[Passage]
▬▬▬▬▬▬▬▬▬▬

Re: [RESEND][PATCH v21 2/6] sched/locking: Add blocked_on_state to provide necessary tri-state for proxy return-migration

Posted by K Prateek Nayak 2 weeks, 3 days ago

Hello John,

On 9/4/2025 5:51 AM, John Stultz wrote:
> --- a/include/linux/sched.h
> +++ b/include/linux/sched.h
> @@ -815,6 +815,12 @@ struct kmap_ctrl {
>  #endif
>  };
>  
> +enum blocked_on_state {
> +	BO_RUNNABLE,
> +	BO_BLOCKED,
> +	BO_WAKING,
> +};
> +
>  struct task_struct {
>  #ifdef CONFIG_THREAD_INFO_IN_TASK
>  	/*
> @@ -1234,6 +1240,7 @@ struct task_struct {
>  	struct rt_mutex_waiter		*pi_blocked_on;
>  #endif
>  
> +	enum blocked_on_state		blocked_on_state;

Is there any use of the "blocked_on_state" outside of CONFIG_PROXY_EXEC?
If not, should we start thinking about putting the proxy exec specific
members behind CONFIG_PROXY_EXEC to avoid bloating the task_struct?

▬▬▬▬▬▬▬▬▬▬

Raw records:
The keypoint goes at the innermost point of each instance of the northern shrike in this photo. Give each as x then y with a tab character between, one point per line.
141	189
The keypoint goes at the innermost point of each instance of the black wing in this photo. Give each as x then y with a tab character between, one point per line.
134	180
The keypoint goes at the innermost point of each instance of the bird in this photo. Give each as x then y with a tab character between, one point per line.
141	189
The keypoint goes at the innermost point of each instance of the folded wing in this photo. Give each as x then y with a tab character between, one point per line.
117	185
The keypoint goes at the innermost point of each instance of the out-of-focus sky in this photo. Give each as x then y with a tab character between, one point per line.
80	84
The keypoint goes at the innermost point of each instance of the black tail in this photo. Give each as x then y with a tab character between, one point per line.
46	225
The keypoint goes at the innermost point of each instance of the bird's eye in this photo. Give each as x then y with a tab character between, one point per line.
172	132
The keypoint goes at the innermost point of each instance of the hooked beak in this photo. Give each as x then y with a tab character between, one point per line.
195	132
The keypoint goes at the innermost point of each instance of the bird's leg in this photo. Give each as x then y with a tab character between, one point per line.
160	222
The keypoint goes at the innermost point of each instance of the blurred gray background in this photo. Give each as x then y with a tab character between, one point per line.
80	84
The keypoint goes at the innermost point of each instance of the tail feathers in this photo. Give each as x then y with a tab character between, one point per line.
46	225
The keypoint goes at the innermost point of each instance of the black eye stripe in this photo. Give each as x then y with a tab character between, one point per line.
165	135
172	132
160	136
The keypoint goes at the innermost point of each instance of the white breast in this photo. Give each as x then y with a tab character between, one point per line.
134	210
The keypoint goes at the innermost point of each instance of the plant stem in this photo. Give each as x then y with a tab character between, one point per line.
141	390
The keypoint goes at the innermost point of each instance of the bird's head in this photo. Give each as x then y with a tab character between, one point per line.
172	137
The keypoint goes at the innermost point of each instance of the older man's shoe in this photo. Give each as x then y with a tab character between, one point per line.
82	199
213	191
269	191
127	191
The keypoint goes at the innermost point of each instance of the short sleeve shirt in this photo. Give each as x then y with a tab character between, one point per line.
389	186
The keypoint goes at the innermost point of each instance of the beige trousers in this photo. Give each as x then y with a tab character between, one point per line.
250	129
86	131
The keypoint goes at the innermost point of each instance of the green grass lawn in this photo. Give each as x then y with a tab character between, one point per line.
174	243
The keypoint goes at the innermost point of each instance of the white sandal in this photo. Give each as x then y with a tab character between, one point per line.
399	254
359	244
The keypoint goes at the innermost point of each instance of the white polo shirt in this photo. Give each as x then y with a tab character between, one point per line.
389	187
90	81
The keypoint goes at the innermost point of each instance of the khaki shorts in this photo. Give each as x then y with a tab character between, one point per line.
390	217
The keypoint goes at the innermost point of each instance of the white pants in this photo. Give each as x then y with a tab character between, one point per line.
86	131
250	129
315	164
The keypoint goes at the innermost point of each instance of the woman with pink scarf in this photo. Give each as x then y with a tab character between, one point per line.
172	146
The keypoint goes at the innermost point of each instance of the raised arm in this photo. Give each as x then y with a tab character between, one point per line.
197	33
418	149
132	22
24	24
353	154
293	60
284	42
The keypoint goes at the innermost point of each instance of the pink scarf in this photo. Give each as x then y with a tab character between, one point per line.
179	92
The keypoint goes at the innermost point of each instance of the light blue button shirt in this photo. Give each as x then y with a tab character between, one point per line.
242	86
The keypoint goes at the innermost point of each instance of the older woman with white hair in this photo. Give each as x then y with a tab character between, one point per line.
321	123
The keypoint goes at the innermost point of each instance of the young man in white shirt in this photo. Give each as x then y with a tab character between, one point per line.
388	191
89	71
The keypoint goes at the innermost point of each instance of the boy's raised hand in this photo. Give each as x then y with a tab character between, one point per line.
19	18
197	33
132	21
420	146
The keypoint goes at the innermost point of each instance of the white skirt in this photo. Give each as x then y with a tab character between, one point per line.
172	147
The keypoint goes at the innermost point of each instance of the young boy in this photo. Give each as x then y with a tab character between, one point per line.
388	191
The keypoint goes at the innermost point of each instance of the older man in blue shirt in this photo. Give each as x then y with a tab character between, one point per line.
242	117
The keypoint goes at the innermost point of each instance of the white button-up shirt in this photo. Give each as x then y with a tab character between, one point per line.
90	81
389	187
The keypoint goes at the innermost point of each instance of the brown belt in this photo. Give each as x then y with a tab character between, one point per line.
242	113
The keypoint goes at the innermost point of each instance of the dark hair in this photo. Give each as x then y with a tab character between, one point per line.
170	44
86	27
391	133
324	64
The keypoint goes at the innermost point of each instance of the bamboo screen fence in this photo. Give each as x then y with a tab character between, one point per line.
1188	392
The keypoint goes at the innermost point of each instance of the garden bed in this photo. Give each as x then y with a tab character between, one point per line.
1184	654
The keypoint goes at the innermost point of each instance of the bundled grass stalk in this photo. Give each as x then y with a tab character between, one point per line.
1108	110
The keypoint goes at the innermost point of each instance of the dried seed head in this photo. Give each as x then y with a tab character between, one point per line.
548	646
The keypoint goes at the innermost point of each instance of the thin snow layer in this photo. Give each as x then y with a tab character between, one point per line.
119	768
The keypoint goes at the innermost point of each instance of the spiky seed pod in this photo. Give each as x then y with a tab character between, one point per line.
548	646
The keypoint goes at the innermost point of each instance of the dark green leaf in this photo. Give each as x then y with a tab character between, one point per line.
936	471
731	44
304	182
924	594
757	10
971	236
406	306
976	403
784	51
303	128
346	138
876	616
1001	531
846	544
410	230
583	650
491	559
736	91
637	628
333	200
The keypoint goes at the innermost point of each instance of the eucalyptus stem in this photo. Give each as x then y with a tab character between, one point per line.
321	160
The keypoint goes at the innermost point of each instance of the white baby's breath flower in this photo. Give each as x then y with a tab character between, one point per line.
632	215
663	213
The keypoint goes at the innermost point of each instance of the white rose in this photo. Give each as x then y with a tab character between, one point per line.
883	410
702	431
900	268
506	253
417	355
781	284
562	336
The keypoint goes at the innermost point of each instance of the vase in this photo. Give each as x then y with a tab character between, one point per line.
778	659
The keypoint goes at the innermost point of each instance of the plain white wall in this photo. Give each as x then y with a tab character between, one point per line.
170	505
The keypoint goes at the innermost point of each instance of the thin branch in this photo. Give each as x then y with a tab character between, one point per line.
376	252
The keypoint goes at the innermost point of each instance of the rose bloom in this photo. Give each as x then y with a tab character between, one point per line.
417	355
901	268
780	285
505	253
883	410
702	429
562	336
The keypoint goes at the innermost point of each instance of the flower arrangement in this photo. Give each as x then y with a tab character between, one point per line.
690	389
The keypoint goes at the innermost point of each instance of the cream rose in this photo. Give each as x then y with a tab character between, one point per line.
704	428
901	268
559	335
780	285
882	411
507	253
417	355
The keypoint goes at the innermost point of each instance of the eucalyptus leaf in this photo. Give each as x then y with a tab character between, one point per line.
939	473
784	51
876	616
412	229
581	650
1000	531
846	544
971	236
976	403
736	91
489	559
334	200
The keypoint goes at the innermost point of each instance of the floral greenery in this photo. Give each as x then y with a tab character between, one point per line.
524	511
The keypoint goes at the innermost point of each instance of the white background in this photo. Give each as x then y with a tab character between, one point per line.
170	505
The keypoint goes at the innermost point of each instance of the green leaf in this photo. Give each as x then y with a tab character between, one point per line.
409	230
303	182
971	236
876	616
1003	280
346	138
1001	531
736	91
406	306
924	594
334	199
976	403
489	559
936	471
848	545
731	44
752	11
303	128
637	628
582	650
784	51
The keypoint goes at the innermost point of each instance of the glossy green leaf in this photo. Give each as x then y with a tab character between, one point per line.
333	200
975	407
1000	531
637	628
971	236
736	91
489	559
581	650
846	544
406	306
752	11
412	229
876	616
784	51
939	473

▬▬▬▬▬▬▬▬▬▬

[What needs to be done] Quote the kernel patch reply in full, keeping every character and line break as it appears. The lines have no connection to the kernel patch reply.

[Result]
Re: [RESEND][PATCH v21 2/6] sched/locking: Add blocked_on_state to provide necessary tri-state for proxy return-migration

Posted by K Prateek Nayak 2 weeks, 3 days ago

Hello John,

On 9/4/2025 5:51 AM, John Stultz wrote:
> --- a/include/linux/sched.h
> +++ b/include/linux/sched.h
> @@ -815,6 +815,12 @@ struct kmap_ctrl {
>  #endif
>  };
>  
> +enum blocked_on_state {
> +	BO_RUNNABLE,
> +	BO_BLOCKED,
> +	BO_WAKING,
> +};
> +
>  struct task_struct {
>  #ifdef CONFIG_THREAD_INFO_IN_TASK
>  	/*
> @@ -1234,6 +1240,7 @@ struct task_struct {
>  	struct rt_mutex_waiter		*pi_blocked_on;
>  #endif
>  
> +	enum blocked_on_state		blocked_on_state;

Is there any use of the "blocked_on_state" outside of CONFIG_PROXY_EXEC?
If not, should we start thinking about putting the proxy exec specific
members behind CONFIG_PROXY_EXEC to avoid bloating the task_struct?